▸ **Exercise description**
Render everything from the line containing "Please provide the mask of every instance of the white" down to the end of the items as a numbered list, leaving out blank lines.

BEGIN Dataset content

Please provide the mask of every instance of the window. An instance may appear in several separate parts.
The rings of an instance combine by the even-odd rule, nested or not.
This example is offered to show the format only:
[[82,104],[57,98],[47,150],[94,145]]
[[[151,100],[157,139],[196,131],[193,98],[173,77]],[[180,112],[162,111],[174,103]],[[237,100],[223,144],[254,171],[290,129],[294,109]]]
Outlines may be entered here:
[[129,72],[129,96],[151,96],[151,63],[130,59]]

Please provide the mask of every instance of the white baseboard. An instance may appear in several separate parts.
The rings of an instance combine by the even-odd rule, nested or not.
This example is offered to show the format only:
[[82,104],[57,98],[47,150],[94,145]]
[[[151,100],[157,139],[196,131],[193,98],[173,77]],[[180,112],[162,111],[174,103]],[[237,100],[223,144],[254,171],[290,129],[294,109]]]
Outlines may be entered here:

END Dataset content

▸ **Response**
1. Please provide the mask of every instance of the white baseboard. An instance may appear in several separate parts.
2. The rings of an instance combine by the even-odd rule, nested or not.
3. This example is offered to show the format only:
4. [[82,104],[57,98],[47,150],[94,145]]
5. [[[151,100],[157,139],[196,131],[193,98],[173,77]],[[180,112],[162,111],[174,103]],[[237,100],[223,144],[254,171],[290,129],[294,109]]]
6. Outlines may be entered here:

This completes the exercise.